Short exercise
Extract every line of the records below that contains the string "wicker".

Data for processing

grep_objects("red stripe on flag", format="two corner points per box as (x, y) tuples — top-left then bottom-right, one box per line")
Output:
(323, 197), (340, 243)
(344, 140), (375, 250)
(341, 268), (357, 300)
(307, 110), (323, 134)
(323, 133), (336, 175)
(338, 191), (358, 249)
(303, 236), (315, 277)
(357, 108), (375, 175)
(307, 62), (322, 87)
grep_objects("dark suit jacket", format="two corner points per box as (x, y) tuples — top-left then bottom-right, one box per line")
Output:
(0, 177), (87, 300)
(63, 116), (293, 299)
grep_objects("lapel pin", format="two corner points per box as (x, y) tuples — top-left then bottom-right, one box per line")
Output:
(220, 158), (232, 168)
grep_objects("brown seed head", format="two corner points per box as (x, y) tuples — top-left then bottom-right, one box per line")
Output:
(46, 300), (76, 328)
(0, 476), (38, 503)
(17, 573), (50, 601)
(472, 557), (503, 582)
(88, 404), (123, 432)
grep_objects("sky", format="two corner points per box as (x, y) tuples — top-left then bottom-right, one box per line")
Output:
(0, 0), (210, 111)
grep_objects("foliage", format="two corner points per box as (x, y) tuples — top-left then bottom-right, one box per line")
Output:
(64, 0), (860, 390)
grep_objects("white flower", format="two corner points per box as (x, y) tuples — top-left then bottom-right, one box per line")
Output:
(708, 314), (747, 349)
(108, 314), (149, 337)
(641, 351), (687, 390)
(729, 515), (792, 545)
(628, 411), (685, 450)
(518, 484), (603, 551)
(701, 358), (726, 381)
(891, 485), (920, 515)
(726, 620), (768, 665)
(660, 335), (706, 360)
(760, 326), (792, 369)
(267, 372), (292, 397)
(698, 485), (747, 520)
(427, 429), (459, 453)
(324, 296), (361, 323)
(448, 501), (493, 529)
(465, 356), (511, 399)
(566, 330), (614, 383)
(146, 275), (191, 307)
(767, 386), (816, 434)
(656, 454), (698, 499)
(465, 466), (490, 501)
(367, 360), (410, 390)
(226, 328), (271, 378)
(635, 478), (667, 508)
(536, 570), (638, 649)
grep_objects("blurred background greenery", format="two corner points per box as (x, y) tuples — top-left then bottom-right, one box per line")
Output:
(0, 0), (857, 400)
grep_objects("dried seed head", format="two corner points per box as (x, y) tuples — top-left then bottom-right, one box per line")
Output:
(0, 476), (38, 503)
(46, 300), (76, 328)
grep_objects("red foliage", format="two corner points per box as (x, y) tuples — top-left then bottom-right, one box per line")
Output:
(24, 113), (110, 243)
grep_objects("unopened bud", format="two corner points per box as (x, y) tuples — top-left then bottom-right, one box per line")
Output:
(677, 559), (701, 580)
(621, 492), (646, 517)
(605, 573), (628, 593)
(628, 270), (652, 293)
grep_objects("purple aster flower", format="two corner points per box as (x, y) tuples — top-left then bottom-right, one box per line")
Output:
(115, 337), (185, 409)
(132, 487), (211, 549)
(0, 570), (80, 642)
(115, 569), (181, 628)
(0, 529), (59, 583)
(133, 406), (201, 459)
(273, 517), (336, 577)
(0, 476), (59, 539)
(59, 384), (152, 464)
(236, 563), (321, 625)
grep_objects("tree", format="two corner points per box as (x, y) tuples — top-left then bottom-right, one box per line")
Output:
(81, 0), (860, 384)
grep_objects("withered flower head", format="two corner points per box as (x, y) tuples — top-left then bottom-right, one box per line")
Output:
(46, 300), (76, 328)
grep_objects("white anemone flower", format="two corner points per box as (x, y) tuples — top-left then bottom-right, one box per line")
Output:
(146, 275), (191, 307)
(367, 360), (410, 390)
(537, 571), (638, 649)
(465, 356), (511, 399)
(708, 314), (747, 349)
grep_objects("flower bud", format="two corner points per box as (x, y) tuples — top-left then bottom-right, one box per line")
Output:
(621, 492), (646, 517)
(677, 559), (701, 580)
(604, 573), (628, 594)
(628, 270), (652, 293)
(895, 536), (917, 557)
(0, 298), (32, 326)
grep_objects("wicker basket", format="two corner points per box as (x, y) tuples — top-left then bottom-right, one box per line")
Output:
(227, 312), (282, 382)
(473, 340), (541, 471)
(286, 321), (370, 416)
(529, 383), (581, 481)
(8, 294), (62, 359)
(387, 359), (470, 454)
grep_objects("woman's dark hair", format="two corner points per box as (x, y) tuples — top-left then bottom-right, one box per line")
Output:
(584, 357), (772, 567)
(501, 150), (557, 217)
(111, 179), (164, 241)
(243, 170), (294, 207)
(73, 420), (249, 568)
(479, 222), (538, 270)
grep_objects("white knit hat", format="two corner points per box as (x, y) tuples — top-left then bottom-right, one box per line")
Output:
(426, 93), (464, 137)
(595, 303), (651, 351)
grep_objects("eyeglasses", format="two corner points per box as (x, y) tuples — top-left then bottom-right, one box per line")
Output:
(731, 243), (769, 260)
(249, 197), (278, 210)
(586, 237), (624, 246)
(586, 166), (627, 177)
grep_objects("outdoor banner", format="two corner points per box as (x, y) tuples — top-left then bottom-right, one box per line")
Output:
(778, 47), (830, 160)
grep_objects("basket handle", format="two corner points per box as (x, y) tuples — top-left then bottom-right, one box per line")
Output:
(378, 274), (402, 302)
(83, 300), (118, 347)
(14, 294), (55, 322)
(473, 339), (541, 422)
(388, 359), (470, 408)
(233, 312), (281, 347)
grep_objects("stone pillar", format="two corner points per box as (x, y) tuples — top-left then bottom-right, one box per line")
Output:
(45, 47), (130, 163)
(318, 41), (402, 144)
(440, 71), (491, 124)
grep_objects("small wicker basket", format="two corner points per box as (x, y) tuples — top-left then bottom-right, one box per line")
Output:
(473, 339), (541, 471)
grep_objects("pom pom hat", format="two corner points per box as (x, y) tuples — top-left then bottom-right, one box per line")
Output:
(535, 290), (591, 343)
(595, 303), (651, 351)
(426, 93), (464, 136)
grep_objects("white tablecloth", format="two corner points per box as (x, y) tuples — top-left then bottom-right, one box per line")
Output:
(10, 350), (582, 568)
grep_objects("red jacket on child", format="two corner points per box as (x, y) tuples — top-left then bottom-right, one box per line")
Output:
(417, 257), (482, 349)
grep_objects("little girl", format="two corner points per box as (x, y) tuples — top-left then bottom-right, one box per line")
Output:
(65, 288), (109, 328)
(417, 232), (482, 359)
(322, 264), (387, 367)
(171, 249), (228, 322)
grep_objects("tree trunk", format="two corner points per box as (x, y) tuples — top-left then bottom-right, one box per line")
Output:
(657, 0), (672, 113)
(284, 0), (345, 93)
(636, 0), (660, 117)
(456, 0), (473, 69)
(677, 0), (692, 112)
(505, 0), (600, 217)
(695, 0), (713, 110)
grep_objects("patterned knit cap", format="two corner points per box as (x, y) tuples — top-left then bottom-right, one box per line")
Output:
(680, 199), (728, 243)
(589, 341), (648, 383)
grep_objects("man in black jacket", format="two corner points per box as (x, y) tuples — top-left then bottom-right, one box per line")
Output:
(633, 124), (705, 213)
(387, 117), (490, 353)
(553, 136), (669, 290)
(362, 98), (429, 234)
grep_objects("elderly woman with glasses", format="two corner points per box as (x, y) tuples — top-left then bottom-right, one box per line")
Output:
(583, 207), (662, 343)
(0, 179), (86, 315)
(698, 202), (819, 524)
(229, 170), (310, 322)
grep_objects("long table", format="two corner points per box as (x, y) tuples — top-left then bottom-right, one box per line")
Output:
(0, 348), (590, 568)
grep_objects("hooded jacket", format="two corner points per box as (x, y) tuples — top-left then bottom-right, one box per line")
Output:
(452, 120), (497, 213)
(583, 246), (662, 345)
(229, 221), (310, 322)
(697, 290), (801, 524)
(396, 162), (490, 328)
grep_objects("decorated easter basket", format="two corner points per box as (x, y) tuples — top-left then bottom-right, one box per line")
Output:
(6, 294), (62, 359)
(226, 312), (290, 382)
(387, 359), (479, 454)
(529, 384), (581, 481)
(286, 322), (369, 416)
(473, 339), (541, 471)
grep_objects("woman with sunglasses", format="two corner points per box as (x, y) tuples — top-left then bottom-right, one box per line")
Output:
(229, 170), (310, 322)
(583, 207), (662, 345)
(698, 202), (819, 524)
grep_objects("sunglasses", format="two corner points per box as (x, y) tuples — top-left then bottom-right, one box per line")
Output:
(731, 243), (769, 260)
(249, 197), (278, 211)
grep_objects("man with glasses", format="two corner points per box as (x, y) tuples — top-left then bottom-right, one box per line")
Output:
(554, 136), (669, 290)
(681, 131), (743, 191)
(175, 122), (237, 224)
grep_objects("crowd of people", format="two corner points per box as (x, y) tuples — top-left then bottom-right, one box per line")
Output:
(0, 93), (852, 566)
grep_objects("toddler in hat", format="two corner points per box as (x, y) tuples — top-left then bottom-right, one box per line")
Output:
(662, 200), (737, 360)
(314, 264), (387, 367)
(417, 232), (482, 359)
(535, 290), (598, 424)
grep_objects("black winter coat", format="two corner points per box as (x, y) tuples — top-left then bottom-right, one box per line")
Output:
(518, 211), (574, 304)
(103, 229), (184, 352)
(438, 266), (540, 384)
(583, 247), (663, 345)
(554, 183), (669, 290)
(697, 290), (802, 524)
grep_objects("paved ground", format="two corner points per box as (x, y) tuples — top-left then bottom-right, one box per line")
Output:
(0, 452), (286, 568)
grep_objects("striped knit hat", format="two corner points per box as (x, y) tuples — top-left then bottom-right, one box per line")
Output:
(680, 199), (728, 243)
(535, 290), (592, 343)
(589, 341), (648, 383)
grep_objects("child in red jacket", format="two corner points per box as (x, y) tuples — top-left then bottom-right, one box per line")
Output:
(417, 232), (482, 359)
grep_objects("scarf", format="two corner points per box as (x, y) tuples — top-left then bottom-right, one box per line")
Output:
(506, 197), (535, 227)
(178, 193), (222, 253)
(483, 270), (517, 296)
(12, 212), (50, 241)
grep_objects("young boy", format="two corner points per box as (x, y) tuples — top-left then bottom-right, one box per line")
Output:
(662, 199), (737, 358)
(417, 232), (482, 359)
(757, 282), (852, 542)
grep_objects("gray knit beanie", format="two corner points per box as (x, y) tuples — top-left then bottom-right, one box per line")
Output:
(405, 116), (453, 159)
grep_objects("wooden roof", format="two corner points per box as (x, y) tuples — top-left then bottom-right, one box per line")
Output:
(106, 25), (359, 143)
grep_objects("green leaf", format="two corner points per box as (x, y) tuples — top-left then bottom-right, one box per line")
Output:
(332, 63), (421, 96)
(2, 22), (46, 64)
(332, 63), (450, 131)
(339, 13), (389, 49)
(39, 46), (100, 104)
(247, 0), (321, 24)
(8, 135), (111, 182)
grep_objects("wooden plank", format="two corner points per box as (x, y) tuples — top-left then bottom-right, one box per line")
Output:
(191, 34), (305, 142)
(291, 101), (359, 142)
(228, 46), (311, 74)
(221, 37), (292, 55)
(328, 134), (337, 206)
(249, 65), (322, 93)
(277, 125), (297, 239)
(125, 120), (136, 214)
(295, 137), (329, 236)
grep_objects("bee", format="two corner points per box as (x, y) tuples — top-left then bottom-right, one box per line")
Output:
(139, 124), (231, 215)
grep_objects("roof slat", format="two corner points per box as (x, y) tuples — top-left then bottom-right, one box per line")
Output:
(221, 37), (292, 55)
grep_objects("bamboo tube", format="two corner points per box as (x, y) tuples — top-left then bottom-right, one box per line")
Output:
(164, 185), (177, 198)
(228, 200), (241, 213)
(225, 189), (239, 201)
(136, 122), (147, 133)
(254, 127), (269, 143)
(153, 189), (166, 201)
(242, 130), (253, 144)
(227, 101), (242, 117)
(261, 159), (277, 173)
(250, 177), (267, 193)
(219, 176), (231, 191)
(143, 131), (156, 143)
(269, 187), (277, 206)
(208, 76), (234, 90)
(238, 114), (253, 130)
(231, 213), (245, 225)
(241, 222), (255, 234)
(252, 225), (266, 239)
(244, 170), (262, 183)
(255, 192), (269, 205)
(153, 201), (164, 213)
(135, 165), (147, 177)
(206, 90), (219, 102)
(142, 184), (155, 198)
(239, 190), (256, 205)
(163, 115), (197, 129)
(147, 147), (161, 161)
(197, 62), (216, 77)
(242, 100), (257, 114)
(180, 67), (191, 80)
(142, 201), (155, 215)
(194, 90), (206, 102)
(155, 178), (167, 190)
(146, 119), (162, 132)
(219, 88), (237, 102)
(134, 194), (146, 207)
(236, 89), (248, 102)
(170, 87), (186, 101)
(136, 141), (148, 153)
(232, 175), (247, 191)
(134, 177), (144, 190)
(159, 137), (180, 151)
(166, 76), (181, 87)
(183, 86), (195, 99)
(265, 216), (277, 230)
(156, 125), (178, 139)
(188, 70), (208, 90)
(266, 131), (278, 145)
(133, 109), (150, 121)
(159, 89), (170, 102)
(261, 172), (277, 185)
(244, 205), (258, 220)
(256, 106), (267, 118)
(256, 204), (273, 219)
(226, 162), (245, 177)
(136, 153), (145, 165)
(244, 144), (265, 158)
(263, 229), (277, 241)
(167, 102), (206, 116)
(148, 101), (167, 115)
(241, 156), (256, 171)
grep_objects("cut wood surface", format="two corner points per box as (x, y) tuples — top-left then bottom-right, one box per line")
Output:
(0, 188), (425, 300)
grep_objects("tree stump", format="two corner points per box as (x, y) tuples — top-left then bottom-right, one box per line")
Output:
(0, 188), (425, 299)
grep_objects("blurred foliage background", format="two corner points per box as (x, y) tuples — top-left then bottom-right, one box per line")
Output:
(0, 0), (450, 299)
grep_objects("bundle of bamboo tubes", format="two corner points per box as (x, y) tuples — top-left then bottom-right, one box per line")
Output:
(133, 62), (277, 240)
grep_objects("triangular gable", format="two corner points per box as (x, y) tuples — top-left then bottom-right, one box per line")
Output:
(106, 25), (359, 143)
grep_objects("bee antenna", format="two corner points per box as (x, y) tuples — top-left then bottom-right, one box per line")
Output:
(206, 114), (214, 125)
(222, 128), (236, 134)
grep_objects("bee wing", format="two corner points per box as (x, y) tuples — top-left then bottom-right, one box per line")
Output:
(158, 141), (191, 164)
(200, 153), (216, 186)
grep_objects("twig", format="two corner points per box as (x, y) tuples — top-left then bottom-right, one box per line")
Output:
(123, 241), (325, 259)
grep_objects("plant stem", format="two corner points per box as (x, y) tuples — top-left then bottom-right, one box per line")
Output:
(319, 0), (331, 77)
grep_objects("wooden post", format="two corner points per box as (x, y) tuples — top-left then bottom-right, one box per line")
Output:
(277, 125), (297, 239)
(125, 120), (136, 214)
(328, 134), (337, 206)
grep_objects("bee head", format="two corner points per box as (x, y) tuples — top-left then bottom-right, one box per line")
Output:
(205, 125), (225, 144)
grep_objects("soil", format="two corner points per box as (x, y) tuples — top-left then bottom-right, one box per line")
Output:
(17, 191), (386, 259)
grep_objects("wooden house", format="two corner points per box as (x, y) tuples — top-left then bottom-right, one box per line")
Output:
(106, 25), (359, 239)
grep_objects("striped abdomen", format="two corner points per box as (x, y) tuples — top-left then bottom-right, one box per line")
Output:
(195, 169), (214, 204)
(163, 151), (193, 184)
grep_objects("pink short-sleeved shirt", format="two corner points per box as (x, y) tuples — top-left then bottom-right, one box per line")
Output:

Task response
grep_objects("wicker basket", format="two corner points per box as (x, y) tuples — top-left then bottom-right, one box per line")
grep_objects("small wicker basket", format="two corner points per box as (x, y) tuples — top-left then bottom-right, one box per line")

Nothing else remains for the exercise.